= EXERCISE PROMPT =
Beneath this line is the data. Output exactly the lines from the line with "Target: sky" to the line with "wanted | a pin on every instance of the town", both ends included, and nothing more.

= STUDY MATERIAL =

___

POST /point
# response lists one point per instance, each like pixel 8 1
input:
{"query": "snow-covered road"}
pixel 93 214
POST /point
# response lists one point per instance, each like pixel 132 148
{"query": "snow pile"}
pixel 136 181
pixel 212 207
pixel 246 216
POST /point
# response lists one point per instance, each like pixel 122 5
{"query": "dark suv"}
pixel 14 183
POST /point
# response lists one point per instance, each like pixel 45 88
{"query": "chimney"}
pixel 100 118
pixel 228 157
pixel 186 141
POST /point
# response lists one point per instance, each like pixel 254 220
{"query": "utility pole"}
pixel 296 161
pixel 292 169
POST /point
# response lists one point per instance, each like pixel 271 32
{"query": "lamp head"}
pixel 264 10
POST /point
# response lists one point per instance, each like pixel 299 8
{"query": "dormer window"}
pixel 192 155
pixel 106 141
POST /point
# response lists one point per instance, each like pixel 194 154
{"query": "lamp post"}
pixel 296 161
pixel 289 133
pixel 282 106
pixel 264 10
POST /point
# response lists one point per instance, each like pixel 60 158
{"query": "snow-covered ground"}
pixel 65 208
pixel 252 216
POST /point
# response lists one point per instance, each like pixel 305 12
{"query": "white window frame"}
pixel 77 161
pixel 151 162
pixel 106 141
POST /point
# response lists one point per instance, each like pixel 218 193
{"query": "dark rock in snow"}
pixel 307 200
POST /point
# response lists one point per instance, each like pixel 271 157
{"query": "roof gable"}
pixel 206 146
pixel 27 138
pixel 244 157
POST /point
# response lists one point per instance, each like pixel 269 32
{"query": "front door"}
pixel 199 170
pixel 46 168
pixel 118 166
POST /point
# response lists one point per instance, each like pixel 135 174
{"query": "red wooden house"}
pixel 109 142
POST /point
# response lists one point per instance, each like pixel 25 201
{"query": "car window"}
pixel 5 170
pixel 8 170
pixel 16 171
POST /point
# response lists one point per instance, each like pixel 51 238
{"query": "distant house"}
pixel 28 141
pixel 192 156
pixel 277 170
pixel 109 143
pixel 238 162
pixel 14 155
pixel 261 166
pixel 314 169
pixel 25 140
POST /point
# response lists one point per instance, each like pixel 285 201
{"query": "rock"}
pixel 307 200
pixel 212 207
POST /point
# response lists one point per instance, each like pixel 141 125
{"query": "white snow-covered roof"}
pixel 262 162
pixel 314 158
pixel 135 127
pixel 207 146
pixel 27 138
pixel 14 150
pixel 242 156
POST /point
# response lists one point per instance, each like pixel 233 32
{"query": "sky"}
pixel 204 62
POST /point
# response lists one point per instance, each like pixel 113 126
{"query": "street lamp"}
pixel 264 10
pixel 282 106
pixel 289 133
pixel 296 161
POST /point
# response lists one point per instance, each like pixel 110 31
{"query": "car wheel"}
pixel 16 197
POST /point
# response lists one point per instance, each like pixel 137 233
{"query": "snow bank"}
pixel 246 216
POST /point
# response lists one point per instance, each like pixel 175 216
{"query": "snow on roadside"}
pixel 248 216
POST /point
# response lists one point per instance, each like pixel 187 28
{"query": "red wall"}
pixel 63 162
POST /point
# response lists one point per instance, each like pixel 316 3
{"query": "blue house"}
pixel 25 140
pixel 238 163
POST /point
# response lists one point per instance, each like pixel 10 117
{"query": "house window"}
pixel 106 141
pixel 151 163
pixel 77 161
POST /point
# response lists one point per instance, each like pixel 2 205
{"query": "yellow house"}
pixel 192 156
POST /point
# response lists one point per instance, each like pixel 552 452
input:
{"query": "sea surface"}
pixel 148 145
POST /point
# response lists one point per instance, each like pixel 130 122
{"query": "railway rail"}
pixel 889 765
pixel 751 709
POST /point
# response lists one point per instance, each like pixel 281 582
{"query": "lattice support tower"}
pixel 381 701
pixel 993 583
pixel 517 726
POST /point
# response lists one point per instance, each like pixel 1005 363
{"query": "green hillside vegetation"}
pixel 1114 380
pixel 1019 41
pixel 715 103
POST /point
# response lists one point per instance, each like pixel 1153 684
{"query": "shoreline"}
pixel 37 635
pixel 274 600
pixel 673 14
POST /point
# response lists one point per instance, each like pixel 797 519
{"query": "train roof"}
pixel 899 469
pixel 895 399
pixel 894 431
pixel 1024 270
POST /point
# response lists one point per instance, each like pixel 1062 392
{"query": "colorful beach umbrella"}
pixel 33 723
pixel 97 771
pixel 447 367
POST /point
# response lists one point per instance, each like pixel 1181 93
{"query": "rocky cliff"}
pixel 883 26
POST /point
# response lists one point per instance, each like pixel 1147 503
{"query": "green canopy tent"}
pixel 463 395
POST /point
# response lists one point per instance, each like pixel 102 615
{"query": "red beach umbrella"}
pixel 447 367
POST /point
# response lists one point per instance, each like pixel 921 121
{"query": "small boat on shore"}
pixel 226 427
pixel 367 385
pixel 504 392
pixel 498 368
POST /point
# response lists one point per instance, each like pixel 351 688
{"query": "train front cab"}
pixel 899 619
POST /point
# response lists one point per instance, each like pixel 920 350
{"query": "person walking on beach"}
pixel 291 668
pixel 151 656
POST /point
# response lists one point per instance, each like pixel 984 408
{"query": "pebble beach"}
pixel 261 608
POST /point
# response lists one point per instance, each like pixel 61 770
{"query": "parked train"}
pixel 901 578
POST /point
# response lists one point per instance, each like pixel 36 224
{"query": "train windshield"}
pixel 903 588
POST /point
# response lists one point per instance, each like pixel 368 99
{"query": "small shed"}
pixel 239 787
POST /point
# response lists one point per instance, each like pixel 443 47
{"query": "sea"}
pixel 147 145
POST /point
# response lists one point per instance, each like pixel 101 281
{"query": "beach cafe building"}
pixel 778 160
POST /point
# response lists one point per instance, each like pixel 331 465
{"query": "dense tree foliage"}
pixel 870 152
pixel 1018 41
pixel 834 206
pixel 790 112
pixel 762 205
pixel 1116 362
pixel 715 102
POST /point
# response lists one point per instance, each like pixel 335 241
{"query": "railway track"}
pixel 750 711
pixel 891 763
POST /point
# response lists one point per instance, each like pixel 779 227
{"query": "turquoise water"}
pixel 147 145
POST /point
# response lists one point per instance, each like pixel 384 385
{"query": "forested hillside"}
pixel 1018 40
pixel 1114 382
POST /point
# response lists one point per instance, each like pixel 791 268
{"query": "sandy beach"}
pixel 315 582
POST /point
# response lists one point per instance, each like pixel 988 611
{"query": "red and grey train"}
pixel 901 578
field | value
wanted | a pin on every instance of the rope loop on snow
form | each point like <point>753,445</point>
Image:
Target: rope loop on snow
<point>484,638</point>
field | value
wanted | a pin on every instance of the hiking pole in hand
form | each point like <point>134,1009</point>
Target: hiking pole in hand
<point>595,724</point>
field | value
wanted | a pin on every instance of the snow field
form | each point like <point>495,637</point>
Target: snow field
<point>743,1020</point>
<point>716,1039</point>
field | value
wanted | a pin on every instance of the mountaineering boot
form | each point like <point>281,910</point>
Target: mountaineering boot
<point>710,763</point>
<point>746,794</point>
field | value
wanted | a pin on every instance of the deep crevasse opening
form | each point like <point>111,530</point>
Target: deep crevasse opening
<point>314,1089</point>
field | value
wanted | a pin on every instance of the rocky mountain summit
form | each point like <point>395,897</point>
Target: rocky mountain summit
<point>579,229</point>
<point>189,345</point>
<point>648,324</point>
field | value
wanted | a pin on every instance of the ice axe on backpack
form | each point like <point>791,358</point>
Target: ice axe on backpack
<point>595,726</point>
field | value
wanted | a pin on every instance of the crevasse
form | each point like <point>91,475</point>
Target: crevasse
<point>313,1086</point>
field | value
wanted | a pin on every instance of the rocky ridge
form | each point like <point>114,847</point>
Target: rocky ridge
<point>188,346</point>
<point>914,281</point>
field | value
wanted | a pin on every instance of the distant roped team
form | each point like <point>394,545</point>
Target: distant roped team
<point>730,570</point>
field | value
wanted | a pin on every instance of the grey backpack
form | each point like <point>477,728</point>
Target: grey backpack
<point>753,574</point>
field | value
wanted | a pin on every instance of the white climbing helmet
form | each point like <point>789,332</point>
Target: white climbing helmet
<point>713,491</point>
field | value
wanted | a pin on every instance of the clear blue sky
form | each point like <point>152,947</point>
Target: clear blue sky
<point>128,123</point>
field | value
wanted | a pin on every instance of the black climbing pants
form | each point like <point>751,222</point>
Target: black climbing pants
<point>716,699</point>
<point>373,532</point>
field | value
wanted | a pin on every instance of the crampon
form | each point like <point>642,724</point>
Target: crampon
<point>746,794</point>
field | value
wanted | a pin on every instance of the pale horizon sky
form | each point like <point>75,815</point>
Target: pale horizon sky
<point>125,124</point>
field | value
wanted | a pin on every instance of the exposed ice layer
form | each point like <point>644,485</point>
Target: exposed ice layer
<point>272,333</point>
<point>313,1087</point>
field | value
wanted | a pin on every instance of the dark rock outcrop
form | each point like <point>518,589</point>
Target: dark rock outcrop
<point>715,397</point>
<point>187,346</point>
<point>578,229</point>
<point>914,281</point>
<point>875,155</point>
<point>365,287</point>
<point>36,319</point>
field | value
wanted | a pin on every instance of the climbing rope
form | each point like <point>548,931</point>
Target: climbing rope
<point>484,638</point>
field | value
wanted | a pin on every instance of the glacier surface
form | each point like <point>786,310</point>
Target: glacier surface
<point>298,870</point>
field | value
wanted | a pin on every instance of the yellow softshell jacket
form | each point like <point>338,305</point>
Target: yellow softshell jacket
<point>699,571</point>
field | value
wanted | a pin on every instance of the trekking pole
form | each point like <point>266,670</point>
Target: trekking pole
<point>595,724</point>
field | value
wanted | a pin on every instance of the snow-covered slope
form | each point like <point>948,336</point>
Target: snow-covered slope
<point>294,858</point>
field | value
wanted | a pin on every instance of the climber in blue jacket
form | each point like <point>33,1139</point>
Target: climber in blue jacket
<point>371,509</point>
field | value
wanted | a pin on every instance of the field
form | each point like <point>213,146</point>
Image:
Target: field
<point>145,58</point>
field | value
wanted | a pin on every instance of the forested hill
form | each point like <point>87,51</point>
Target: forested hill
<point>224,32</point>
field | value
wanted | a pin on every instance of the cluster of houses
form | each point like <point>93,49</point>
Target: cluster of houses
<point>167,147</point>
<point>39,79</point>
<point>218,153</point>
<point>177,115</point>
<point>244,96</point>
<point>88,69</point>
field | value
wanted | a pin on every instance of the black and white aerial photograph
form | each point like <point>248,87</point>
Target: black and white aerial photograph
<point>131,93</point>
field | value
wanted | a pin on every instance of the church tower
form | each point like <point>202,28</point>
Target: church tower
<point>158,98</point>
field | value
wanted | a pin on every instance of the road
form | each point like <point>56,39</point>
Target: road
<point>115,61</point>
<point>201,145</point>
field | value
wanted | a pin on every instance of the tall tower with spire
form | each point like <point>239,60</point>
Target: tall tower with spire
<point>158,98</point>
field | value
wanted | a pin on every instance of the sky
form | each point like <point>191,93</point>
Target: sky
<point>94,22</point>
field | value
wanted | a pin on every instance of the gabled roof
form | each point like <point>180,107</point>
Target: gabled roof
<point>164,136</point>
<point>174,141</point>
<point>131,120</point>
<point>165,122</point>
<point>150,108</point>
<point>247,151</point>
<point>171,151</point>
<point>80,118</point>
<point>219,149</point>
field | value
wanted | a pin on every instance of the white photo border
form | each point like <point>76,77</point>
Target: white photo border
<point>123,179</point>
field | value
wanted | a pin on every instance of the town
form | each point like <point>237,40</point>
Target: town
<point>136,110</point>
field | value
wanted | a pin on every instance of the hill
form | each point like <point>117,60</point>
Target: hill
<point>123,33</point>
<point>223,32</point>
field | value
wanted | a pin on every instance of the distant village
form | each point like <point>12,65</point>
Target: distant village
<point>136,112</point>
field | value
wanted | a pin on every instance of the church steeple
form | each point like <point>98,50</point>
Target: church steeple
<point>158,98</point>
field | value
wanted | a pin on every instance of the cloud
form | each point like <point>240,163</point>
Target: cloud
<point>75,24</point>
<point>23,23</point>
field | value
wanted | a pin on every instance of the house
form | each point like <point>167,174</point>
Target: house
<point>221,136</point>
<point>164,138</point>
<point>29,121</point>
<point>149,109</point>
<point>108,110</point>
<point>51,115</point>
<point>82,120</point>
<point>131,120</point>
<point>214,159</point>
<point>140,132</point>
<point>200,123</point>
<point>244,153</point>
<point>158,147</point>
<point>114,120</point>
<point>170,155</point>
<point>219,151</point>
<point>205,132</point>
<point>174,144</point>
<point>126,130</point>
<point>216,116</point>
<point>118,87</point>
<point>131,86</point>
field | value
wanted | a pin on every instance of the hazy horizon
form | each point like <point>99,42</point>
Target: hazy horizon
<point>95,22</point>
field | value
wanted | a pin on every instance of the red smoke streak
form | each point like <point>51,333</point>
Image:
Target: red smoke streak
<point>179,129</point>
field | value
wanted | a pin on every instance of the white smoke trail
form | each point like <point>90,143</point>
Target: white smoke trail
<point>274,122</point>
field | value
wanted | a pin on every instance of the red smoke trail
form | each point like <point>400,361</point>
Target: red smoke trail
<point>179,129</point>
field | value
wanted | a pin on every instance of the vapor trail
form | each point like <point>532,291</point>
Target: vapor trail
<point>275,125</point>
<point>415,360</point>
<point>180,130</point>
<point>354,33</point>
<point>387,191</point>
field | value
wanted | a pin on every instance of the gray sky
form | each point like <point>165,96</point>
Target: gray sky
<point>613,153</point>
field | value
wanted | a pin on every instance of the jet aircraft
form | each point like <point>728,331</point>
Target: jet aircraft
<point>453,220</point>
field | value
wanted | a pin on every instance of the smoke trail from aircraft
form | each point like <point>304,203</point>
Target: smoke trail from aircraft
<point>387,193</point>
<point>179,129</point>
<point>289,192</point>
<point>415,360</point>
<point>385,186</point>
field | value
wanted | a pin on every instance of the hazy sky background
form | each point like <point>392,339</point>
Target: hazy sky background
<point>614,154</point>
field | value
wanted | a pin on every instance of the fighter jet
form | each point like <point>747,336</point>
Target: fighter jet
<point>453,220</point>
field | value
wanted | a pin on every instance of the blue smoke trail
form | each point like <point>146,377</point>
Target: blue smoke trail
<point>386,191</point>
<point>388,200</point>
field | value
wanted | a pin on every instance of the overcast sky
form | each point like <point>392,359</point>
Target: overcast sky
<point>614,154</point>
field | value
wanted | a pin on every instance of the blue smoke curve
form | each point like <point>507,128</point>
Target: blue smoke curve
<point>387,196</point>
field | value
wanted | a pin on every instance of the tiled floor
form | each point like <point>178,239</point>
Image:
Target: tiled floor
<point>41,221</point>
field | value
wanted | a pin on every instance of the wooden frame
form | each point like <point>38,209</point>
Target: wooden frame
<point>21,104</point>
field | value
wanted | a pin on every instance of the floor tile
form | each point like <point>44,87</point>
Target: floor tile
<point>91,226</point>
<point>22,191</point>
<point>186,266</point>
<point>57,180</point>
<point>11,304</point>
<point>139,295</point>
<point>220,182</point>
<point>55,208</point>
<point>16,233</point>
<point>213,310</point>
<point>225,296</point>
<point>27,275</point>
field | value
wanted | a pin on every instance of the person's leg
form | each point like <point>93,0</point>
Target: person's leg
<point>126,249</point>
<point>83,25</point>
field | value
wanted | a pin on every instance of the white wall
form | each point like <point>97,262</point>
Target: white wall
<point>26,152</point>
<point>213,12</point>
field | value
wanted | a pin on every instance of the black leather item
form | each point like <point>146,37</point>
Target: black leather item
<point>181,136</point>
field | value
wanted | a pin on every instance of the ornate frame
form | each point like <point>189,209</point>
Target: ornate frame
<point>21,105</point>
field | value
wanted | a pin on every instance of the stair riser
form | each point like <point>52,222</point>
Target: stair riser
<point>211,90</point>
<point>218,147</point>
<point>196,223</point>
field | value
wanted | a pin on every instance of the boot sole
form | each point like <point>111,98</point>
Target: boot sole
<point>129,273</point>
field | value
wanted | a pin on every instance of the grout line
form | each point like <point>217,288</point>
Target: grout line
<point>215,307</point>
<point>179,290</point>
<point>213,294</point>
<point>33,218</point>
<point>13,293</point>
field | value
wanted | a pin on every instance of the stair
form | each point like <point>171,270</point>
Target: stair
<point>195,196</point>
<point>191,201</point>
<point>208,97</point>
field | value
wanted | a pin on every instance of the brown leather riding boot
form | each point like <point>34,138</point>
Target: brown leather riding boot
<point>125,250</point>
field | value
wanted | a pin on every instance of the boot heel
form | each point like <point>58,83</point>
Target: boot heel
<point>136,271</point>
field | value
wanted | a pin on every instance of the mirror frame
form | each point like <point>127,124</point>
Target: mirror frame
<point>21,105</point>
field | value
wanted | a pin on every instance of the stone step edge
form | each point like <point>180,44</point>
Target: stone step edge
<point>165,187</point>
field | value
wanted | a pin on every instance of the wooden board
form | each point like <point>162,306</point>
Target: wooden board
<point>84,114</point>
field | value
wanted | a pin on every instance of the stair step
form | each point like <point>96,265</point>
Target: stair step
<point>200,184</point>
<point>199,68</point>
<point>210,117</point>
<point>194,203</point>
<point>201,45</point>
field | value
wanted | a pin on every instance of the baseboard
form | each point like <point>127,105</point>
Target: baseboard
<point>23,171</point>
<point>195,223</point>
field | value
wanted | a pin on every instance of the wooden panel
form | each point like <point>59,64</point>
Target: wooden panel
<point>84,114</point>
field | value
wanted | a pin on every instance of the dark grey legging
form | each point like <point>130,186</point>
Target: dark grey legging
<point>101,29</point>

___

= WRITTEN REPLY =
Target: sky
<point>94,22</point>
field | value
wanted | a pin on every instance of the gabled roof
form | each point like <point>180,107</point>
Target: gabled roof
<point>164,136</point>
<point>174,141</point>
<point>131,120</point>
<point>165,122</point>
<point>150,108</point>
<point>247,151</point>
<point>171,151</point>
<point>80,118</point>
<point>219,149</point>
field | value
wanted | a pin on every instance of the white photo border
form | each point like <point>76,77</point>
Target: white photo border
<point>123,179</point>
field | value
wanted | a pin on every instance of the town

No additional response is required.